* Records
····················

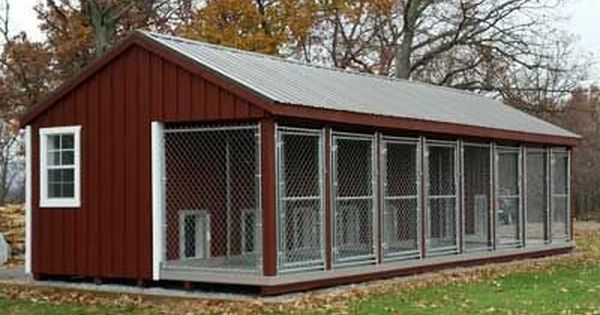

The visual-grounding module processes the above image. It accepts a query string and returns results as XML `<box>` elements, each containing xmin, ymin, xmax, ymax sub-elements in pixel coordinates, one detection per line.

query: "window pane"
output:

····················

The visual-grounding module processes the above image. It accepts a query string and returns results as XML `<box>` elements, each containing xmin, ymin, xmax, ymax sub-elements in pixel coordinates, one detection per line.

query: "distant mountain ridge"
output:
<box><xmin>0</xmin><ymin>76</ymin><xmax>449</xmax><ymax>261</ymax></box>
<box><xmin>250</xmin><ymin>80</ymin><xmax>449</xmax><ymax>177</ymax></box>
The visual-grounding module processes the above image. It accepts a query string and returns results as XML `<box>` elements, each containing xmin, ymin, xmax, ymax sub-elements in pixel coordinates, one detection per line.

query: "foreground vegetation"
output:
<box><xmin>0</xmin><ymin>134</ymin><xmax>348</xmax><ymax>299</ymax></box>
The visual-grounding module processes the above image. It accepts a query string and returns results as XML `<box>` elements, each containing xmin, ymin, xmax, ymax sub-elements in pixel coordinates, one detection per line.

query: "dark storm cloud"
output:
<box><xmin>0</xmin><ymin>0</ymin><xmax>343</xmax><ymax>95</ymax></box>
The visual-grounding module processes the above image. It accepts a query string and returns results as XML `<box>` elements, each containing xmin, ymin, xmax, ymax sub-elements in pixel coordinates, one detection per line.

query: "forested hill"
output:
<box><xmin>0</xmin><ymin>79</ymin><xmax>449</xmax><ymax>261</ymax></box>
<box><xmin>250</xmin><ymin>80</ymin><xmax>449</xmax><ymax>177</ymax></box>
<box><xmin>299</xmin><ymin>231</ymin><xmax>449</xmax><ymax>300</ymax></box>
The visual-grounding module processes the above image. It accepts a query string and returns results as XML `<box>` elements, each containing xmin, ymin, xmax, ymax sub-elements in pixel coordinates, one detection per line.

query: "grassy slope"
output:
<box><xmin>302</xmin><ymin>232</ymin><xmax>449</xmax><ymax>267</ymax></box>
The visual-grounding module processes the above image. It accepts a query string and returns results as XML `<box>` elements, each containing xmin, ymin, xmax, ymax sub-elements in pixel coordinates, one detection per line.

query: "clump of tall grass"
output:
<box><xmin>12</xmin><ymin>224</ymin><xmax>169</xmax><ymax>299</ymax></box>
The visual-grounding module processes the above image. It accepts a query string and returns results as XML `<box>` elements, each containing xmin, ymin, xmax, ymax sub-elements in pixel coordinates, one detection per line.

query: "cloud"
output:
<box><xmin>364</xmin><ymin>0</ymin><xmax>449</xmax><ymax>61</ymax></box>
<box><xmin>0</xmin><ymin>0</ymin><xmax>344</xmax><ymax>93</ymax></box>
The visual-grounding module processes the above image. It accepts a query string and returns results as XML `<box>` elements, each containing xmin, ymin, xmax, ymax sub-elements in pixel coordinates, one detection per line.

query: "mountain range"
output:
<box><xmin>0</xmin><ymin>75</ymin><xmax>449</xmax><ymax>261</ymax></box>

····················

* Problem
Find each line in the material above that contains the string "mountain" and copy it out in full. Case counts when matching.

* Result
query: "distant mountain ridge"
query: "mountain range"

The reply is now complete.